▶ [Passage to read]
━━━━━━━━━━━━━━━━━━━━

C.S. SOONG:  “Market fundamentalism, you write, has become the dominant policy perspective across the global economy.  How quickly did it become so?  How many years or decades did this revival of market fundamentalism take?”

DR. FRED L. BLOCK:  “Well, the process really took off in the 1970s.  So, as a number of people have pointed out, the kind of core intellectual group, that advanced these ideas had begun meeting right after World War II.  They were called the Mont Pelerin Society, that Friedrich Hayak, the Austrian economist, who was one of the major figures in this movement, pulled together people from the U.S. and Europe.  And they started meeting.  But, through the ’40s, ’50s, and ’60s, and even halfway into the ’70s, they were pretty much marginal.  They had supporters among the very rich.  They ran some think tanks.  But their ideas weren’t in the center of political or economic debate.

“So, the turning point was in the 1970s, when we had stagflation.  And it was at that point that this kind of theoretical, intellectual revolution took place.  And the previous Keynesian understandings of how an economy worked were effectively overthrown, that within the economics profession in the United States, for example, the followers of Milton Friedman were considered to have successfully routed their Keynesian opponents.

━━━━━━━━━━━━━━━━━━━━

▶ [Dataset entries]

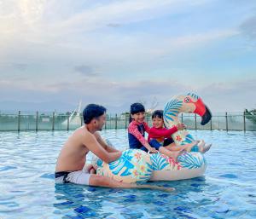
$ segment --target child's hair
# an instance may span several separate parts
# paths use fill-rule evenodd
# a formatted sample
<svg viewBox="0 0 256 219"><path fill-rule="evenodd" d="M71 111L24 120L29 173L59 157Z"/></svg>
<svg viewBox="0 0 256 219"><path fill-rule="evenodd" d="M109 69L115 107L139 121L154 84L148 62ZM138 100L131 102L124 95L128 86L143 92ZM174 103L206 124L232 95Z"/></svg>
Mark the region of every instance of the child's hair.
<svg viewBox="0 0 256 219"><path fill-rule="evenodd" d="M164 118L163 111L162 110L154 111L154 112L152 113L152 118Z"/></svg>
<svg viewBox="0 0 256 219"><path fill-rule="evenodd" d="M145 112L145 107L143 104L141 104L139 102L135 102L135 103L131 105L130 113L131 115L138 113L138 112ZM132 121L131 114L130 114L130 119L129 119L130 123Z"/></svg>

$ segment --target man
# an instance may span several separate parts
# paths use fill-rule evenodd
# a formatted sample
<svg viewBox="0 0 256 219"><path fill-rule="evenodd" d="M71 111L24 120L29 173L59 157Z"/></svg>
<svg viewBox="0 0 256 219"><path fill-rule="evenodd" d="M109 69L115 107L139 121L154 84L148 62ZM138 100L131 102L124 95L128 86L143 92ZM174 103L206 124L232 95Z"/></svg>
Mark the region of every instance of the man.
<svg viewBox="0 0 256 219"><path fill-rule="evenodd" d="M122 153L108 147L96 131L102 130L106 122L106 108L89 104L83 112L84 125L76 130L64 144L55 167L56 182L108 187L155 188L172 191L157 186L137 185L119 182L109 177L90 174L92 166L84 167L86 155L90 151L102 160L110 163L118 159Z"/></svg>

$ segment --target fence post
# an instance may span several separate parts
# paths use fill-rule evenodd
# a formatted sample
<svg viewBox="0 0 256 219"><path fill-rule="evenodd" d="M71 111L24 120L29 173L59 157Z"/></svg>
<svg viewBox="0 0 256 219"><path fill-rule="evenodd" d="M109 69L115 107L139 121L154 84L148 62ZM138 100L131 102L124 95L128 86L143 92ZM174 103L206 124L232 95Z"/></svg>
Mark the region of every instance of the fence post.
<svg viewBox="0 0 256 219"><path fill-rule="evenodd" d="M69 112L67 113L67 130L69 130L69 117L70 117L70 114Z"/></svg>
<svg viewBox="0 0 256 219"><path fill-rule="evenodd" d="M38 130L38 111L37 111L37 116L36 116L36 131Z"/></svg>
<svg viewBox="0 0 256 219"><path fill-rule="evenodd" d="M228 124L228 112L225 112L225 118L226 118L226 130L229 130L229 124Z"/></svg>
<svg viewBox="0 0 256 219"><path fill-rule="evenodd" d="M244 111L243 112L243 131L246 131L247 130L247 125L246 125L246 117L245 117L245 115L246 115L246 112Z"/></svg>
<svg viewBox="0 0 256 219"><path fill-rule="evenodd" d="M115 113L115 124L114 128L117 129L117 113Z"/></svg>
<svg viewBox="0 0 256 219"><path fill-rule="evenodd" d="M55 130L55 112L54 112L52 113L52 130Z"/></svg>
<svg viewBox="0 0 256 219"><path fill-rule="evenodd" d="M126 112L125 112L125 128L126 129L127 128L127 115L126 115Z"/></svg>
<svg viewBox="0 0 256 219"><path fill-rule="evenodd" d="M18 131L20 130L20 110L19 110L18 113Z"/></svg>
<svg viewBox="0 0 256 219"><path fill-rule="evenodd" d="M108 115L106 115L106 122L105 122L105 130L107 130L107 122L108 122Z"/></svg>

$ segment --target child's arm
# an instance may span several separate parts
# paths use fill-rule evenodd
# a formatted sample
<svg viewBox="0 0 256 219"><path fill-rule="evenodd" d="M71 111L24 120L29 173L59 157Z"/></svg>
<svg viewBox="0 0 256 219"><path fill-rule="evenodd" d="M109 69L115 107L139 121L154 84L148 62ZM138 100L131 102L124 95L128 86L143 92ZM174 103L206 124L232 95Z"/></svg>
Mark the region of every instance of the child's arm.
<svg viewBox="0 0 256 219"><path fill-rule="evenodd" d="M136 125L130 125L128 128L128 132L133 135L149 152L157 153L156 149L152 147L143 137L143 135L139 132Z"/></svg>
<svg viewBox="0 0 256 219"><path fill-rule="evenodd" d="M158 130L158 129L155 129L153 127L150 129L150 134L154 138L169 137L173 133L177 132L177 130L182 130L184 128L185 128L185 125L183 124L178 124L176 126L173 126L172 128L171 128L169 130L167 130L167 129Z"/></svg>

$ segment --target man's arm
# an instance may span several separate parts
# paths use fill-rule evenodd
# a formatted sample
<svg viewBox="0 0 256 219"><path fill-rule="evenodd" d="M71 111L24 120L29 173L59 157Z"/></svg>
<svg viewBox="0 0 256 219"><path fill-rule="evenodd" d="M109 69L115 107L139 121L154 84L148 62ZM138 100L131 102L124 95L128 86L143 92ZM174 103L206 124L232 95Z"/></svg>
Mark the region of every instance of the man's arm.
<svg viewBox="0 0 256 219"><path fill-rule="evenodd" d="M95 155L96 155L99 158L101 158L102 160L103 160L108 164L118 159L122 155L121 152L116 152L116 153L107 152L103 148L103 147L98 143L95 135L91 134L86 135L86 137L84 138L83 143Z"/></svg>
<svg viewBox="0 0 256 219"><path fill-rule="evenodd" d="M99 144L102 145L107 152L109 152L109 153L119 152L118 150L108 146L106 143L106 141L102 138L101 135L98 132L94 133L94 135L95 135L96 139L97 140L97 141L99 142Z"/></svg>

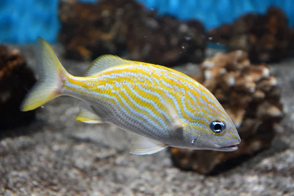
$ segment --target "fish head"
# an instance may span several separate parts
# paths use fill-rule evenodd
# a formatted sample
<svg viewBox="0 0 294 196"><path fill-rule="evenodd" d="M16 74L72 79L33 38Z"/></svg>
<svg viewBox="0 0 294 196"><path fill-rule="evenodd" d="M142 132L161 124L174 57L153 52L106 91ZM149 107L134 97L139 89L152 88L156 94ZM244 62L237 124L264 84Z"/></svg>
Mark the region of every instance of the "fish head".
<svg viewBox="0 0 294 196"><path fill-rule="evenodd" d="M218 105L218 110L211 109L198 116L197 125L189 128L187 142L192 148L223 151L238 149L237 145L241 140L237 128L220 104Z"/></svg>

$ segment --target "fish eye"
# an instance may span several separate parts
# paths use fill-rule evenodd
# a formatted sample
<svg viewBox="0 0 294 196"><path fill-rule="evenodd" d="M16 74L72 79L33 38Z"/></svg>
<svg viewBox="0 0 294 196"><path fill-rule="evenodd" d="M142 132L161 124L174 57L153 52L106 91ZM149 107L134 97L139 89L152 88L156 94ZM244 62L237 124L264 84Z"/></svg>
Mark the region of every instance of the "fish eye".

━━━━━━━━━━━━━━━━━━━━

▶ [Stated goal]
Go on with the interview about market fundamentalism, picking up right after its final sentence. The lines are separate material, unrelated to the interview.

▶ [Solved exercise]
“And, so, over the next few decades—the ’80s and ’90s—this set of doctrines intensified its effect—I mean became introduced into more and more realms of policy, into welfare policy, as we’ll talk about, into financial policy, into anti-trust policy—and, essentially, became the basis for the tax-cutting, the austerity policies, the opening up of markets, the trade agreements, the notorious trade agreements, and so on.”  (c. 12:17)

C.S. SOONG:  “So, the section of the book, The Power of Market Fundamentalism, that we’ve agreed to discuss in detail this hour, involves a comparison, a comparison of two episodes in history, two welfare revolutions—or maybe we could call them anti-welfare revolutions.

“One culminated in the 1996 U.S. federal law signed by Bill Clinton, that’s been called welfare reform (or welfare deform) by its opponents.  The object was to end welfare as we know it.  And Bill Clinton had made that part of his campaign promise.  And the other episode culminated in a law enacted in England long before, in 1834.  And this law overturned, or replaced, certain laws, that provided relief to the poor, to poor people, to needy people in England.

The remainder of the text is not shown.